**** Data listing ****

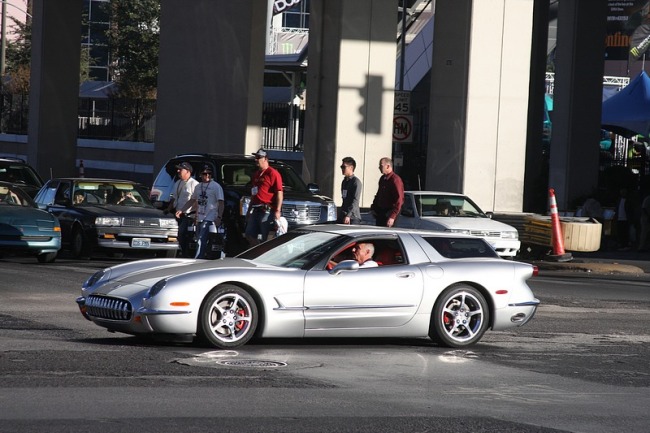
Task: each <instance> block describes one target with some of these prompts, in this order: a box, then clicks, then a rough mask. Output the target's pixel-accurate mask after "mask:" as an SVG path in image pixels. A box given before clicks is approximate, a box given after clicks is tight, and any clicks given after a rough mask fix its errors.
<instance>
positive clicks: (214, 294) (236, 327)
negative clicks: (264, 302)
mask: <svg viewBox="0 0 650 433" xmlns="http://www.w3.org/2000/svg"><path fill="white" fill-rule="evenodd" d="M258 319H259V317H258V313H257V305H256V304H255V301H254V300H253V298H252V296H251V295H250V294H249V293H248V292H247V291H245V290H244V289H242V288H240V287H237V286H234V285H231V284H225V285H223V286H220V287H218V288H217V289H215V290H213V291H212V292H210V293H209V294H208V296H206V298H205V299H204V300H203V305H202V306H201V311H200V312H199V323H198V336H199V337H200V338H201V339H202V340H204V341H205V342H207V343H209V344H210V345H212V346H214V347H217V348H220V349H230V348H234V347H240V346H243V345H244V344H246V343H247V342H248V340H250V339H251V337H253V334H255V330H256V329H257V322H258Z"/></svg>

****

**What needs to be done:**
Copy out all the data exactly. The images should not appear in the copy.

**Your solution:**
Task: each <instance> block describes one target with some of these prompts, in this order: a box, then clicks, then a rough mask. Output the target's pixel-accurate mask after "mask:" as an SVG path in image pixels. A box given before clicks is approximate, a box given after clicks is tight, and any clicks given after a rough mask fix its errors.
<instance>
positive clicks: (214, 294) (236, 327)
negative clicks: (264, 302)
mask: <svg viewBox="0 0 650 433" xmlns="http://www.w3.org/2000/svg"><path fill="white" fill-rule="evenodd" d="M258 319H259V317H258V313H257V305H256V304H255V301H254V300H253V298H252V296H251V295H250V294H249V293H248V292H247V291H245V290H244V289H242V288H240V287H237V286H234V285H231V284H225V285H223V286H220V287H218V288H217V289H215V290H213V291H212V292H210V293H209V294H208V296H206V298H205V299H204V300H203V305H202V306H201V311H200V312H199V323H198V336H199V337H200V338H201V339H202V340H204V341H205V342H207V343H209V344H210V345H212V346H214V347H217V348H220V349H230V348H234V347H240V346H243V345H244V344H246V343H247V342H248V340H250V339H251V337H253V334H255V330H256V329H257V322H258Z"/></svg>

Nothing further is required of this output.